# [Your assignment]
The answer must consist of every line below that holds the word "yellow".

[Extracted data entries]
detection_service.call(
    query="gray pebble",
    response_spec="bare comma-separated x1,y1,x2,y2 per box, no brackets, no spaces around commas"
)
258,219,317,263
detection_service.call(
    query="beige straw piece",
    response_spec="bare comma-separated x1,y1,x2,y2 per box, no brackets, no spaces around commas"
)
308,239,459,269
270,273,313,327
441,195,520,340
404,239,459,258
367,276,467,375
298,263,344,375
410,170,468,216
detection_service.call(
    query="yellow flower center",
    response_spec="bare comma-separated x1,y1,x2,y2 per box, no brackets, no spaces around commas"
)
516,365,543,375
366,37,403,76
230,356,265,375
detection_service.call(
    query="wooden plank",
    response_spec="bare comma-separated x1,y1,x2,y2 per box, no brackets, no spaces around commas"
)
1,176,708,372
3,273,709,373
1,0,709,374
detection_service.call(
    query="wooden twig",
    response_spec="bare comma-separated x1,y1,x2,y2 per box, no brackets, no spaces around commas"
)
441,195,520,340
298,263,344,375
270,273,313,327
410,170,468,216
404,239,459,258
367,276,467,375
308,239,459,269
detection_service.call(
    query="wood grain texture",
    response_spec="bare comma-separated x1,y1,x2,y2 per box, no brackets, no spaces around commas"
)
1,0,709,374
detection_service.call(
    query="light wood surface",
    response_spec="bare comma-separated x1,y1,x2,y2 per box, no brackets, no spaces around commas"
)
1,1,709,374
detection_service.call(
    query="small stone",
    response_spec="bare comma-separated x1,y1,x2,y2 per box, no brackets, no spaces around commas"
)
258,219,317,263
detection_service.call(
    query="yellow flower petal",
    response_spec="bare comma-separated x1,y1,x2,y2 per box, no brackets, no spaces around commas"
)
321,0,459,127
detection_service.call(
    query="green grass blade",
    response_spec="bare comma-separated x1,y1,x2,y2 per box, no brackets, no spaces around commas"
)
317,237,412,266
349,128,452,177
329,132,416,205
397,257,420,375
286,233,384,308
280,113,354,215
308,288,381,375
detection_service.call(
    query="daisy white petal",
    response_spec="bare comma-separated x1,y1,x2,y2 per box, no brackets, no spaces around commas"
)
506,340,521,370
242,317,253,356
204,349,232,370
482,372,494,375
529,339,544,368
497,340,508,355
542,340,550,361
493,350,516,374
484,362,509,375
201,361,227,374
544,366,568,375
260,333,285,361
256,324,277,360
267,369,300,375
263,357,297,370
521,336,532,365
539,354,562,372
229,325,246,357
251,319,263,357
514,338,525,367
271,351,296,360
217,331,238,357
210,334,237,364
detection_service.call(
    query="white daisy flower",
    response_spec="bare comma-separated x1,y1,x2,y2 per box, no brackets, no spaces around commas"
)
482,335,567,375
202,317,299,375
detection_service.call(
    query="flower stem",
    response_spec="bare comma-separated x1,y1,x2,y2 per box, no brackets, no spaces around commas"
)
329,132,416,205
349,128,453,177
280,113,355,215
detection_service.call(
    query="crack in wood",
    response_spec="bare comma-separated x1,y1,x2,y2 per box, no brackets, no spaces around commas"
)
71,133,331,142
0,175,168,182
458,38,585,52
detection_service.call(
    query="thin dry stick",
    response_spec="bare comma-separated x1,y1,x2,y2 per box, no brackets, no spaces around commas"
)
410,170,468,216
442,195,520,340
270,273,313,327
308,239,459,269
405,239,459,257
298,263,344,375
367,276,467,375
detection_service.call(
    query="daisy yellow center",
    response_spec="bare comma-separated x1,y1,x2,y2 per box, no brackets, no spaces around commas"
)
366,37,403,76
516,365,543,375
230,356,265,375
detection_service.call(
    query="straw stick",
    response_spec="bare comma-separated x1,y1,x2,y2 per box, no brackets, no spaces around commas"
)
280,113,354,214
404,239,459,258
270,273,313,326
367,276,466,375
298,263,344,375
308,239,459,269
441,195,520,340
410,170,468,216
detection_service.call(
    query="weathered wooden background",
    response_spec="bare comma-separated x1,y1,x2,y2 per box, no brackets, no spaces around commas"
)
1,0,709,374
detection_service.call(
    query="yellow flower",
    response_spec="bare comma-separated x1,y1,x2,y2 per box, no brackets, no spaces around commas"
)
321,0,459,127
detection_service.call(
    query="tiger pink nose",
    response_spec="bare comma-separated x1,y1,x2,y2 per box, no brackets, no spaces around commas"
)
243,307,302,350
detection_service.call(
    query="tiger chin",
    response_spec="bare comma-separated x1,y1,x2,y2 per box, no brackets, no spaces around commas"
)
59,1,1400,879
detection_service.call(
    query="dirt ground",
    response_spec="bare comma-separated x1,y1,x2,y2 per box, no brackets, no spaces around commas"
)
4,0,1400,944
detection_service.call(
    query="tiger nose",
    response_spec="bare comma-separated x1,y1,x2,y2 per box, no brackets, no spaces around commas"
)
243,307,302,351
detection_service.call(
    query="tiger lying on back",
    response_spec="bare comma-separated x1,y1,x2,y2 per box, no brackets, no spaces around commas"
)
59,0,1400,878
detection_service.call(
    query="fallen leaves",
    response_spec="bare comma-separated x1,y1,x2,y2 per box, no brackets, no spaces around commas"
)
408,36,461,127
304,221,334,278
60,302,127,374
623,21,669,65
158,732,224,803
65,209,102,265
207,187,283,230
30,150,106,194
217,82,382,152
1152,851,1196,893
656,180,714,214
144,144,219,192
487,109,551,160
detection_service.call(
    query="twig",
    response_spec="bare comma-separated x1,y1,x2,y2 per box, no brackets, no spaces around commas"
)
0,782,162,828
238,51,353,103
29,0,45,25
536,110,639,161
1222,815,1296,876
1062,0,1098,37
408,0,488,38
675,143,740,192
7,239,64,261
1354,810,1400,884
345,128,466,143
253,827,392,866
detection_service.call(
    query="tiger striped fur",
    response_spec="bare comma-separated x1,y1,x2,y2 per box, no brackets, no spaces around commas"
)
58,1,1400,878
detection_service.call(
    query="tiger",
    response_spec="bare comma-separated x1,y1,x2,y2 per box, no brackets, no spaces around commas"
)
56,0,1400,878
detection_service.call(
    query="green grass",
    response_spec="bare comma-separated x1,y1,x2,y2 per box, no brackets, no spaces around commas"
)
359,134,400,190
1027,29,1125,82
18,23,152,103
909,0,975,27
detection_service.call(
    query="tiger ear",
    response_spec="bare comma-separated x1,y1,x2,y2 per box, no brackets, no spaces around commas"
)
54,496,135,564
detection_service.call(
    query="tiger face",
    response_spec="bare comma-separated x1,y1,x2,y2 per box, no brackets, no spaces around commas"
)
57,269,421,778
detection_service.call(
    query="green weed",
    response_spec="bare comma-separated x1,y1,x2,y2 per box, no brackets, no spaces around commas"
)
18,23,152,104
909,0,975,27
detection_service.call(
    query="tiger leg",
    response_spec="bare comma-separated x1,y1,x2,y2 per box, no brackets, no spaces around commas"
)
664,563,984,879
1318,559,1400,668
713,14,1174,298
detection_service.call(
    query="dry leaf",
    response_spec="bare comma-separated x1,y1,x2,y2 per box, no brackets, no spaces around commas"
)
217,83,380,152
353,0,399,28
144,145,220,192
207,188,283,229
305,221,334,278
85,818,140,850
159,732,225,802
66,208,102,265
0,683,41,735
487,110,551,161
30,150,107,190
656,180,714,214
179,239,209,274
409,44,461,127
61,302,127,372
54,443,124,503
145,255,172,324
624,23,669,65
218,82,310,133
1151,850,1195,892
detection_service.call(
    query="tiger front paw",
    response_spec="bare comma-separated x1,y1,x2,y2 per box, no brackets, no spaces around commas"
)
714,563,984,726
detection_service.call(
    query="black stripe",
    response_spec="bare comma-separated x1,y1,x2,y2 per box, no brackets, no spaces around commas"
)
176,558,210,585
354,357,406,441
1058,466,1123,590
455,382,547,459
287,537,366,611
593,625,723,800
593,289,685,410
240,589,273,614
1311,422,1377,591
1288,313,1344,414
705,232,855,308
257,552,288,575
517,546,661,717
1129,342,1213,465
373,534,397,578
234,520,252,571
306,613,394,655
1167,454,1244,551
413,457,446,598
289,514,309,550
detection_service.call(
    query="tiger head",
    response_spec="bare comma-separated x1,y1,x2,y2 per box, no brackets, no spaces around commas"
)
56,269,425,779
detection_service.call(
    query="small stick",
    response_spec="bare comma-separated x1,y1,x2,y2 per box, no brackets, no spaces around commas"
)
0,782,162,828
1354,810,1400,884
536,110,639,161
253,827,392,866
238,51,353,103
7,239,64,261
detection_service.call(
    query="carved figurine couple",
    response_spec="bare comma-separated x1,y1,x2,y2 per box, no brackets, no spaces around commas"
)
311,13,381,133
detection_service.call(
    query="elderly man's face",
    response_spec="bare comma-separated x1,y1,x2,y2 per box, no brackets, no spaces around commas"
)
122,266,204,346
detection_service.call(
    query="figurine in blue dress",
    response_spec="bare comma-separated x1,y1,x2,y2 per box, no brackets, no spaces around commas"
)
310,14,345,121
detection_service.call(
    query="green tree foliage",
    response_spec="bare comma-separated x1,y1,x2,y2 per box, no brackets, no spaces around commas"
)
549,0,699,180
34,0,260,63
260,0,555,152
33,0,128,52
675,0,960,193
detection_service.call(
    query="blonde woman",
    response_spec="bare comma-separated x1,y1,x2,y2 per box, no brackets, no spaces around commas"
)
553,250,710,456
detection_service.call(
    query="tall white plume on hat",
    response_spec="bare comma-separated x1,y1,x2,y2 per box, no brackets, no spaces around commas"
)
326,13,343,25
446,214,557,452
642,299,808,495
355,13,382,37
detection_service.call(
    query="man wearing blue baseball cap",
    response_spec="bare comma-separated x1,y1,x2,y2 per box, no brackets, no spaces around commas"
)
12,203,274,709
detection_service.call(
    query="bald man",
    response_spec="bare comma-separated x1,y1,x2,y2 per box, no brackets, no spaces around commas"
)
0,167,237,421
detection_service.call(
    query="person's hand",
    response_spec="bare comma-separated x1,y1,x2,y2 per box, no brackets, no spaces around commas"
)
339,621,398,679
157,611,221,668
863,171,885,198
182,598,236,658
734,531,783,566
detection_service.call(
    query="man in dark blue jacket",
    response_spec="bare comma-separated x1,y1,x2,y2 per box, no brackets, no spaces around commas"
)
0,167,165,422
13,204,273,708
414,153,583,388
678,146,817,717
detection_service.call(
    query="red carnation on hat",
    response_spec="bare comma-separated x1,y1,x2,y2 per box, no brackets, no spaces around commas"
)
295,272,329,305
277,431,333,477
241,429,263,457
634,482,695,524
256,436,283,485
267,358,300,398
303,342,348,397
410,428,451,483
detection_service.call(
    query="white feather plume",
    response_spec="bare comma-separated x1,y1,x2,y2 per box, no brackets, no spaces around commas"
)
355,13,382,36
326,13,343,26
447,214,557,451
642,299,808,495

# [Expected answer]
    query="yellow flower center",
    query="yellow flower petal",
    query="daisy yellow center",
    query="yellow flower",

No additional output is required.